Article:
· · · ·
I am so tired of the night time feedings. Today I put DS down for his nap awake and I'll do the same this afternoon and at bedtime. I will nurse him around 11pm when he usually wakes up to nurse, but after that I will let him cry it out. I know it's cruel, especially since we've been co-sleeping since birth, but he's so cranky during the day, I know he'd like 12 hours straight sleep, too.

Wish me luck!


----------



## mommymoose (May 29, 2004)

Quote







I will nurse him around 11pm when he usually wakes up to nurse, but after that I will let him cry it out. I know it's cruel, especially since we've been co-sleeping since birth, but he's so cranky during the day, I know he'd like 12 hours straight sleep, too.

Wish me luck!)

Sorry, but i can not wish you luck when you are trying to CIO.... I too am in a very similar situation as many here, and my DS has taken to being up for an hour from 3-4 lately, not sure why, but obviously something's up... Anyway, Think twice about all of the effects your nighttime parenting has on your days... and remember that your baby will not be doing this when he's in college!!
ALthough i am pretty tired myself these days, I have to admit, i'll miss this when its gone... they only stay little for so long....


----------



## MamaE (May 1, 2004)

Quote:


Originally Posted by *kochh2*
 Anyway, Think twice about all of the effects your nighttime parenting has on your days... and remember that your baby will not be doing this when he's in college!!
ALthough i am pretty tired myself these days, I have to admit, i'll miss this when its gone... they only stay little for so long....
· · · ·
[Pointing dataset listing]

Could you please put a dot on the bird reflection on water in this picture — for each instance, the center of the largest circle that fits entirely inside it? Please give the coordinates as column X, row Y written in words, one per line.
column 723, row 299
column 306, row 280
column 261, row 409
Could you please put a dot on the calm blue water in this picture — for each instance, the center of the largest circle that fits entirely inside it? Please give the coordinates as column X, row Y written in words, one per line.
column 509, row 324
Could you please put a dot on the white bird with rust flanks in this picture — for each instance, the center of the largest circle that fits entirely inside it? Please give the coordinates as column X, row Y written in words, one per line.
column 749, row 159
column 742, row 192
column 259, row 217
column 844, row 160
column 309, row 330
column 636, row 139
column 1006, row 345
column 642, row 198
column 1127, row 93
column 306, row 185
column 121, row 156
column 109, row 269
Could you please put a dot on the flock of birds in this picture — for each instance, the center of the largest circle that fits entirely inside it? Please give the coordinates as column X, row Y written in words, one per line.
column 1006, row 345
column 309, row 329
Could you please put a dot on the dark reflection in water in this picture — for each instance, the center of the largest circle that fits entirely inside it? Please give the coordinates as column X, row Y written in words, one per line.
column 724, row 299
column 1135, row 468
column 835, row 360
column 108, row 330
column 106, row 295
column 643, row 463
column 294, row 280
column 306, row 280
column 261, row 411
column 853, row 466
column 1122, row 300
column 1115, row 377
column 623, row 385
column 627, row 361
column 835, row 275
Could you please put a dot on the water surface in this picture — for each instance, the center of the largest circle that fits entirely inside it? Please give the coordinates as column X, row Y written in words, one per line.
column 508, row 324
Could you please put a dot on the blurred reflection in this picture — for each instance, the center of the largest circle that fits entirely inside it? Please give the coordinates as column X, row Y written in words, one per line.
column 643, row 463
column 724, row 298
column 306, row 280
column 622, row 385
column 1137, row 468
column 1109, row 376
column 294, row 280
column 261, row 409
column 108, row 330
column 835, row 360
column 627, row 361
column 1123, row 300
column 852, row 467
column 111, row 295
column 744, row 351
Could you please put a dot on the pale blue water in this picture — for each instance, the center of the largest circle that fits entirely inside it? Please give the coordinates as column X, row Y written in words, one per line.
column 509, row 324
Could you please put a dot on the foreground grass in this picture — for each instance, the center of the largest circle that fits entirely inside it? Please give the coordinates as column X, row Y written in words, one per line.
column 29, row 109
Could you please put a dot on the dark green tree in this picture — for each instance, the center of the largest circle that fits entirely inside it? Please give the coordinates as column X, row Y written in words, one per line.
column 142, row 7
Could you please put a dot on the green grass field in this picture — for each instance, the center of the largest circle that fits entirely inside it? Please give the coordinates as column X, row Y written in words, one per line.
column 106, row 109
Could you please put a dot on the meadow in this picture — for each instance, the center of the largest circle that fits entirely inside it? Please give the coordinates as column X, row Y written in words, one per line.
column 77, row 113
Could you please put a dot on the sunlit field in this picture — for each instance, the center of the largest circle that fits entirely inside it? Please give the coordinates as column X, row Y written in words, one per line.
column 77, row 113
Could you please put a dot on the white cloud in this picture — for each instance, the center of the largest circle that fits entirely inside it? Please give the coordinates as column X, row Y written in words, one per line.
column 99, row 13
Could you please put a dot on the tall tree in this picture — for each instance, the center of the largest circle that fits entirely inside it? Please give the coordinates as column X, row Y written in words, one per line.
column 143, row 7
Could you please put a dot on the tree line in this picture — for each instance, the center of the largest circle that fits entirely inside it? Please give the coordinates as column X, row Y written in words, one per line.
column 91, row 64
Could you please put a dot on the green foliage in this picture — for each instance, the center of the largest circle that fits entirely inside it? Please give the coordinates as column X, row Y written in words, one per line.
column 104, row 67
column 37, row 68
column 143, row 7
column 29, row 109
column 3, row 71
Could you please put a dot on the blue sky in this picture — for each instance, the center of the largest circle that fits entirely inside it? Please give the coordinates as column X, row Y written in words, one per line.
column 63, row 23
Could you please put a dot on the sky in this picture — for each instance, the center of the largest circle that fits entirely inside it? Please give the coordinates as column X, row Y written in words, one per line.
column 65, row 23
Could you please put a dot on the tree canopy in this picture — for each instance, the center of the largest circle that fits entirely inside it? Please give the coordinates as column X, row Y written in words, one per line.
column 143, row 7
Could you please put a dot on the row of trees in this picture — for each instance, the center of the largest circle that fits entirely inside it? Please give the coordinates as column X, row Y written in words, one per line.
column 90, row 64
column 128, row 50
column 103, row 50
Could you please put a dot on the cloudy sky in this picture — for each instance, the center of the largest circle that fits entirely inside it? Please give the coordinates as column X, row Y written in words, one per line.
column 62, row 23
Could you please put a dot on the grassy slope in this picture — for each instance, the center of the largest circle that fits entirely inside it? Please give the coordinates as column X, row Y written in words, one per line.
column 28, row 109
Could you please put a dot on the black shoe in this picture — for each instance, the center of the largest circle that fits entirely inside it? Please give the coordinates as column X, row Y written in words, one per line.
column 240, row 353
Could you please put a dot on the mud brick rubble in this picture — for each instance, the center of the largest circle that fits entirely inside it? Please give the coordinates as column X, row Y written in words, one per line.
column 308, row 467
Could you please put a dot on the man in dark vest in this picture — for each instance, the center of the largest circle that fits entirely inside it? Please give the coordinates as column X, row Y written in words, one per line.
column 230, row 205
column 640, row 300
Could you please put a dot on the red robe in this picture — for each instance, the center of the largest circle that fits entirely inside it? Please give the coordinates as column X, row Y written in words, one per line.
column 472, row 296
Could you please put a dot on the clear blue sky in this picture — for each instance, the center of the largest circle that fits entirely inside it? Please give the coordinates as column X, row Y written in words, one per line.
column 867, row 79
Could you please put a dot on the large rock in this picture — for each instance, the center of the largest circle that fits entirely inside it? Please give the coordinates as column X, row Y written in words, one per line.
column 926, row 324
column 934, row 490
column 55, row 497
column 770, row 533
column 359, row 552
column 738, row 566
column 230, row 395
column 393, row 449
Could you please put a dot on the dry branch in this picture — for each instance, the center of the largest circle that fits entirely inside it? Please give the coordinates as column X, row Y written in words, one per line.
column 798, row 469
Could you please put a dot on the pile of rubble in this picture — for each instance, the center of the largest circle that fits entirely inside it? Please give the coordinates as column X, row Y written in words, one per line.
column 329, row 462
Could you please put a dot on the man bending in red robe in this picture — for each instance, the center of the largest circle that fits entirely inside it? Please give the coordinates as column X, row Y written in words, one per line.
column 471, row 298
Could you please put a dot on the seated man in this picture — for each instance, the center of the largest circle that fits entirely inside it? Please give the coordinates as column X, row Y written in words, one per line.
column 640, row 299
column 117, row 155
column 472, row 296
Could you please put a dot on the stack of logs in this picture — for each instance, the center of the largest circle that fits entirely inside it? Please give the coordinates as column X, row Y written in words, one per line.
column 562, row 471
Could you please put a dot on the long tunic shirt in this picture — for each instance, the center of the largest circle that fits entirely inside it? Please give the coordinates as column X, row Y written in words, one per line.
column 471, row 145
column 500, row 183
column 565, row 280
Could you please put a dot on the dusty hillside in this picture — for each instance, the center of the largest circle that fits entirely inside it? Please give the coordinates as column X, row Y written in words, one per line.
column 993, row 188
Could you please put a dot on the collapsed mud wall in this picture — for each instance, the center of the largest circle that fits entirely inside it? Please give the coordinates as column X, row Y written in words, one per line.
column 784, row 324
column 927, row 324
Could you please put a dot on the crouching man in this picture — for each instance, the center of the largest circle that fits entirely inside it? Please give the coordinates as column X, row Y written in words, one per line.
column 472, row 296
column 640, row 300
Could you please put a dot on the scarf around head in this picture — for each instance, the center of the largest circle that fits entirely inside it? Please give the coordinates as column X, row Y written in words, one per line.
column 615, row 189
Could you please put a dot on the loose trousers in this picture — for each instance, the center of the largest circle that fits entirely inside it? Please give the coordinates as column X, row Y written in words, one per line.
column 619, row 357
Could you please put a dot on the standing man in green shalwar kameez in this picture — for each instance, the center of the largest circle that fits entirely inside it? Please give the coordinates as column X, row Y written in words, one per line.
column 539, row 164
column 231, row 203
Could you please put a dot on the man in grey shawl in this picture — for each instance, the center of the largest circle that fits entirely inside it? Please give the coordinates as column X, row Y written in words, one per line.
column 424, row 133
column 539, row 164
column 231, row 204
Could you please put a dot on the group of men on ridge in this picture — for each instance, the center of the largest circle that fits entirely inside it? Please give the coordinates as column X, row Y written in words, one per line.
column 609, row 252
· · · ·
Requests:
**a)** List every forum username that appears in the thread about night feedings.
**b)** Arrange the listing lines as a JSON list of strings, one string per line with blank lines omitted, starting at the line that contains "Could you please put a dot on the collapsed" and ending at the line that contains "column 231, row 203".

Final answers:
**a)**
mommymoose
MamaE
kochh2

**b)**
[
  "Could you please put a dot on the collapsed mud wall in this picture — for each instance, the center of the largest circle that fits entirely inside it? Please give the coordinates as column X, row Y written in words, one per line.",
  "column 784, row 324",
  "column 927, row 324",
  "Could you please put a dot on the crouching man in this picture — for each instance, the center of the largest circle that fits entirely inside it? Please give the coordinates as column X, row Y written in words, one per line.",
  "column 472, row 296",
  "column 640, row 300",
  "Could you please put a dot on the scarf around head in this picture — for each instance, the center of the largest circle that fits entirely inside it? Please give the coordinates as column X, row Y written in words, one per line.",
  "column 615, row 189",
  "Could you please put a dot on the loose trousers in this picture — for each instance, the center of the largest circle that fits entirely inside it? Please give the coordinates as column X, row Y written in words, one per line.",
  "column 619, row 357",
  "Could you please put a dot on the standing man in green shalwar kameez in this picture — for each instance, the center of the largest circle that fits entirely inside it? Please give the coordinates as column X, row Y written in words, one per line.",
  "column 539, row 164",
  "column 231, row 203"
]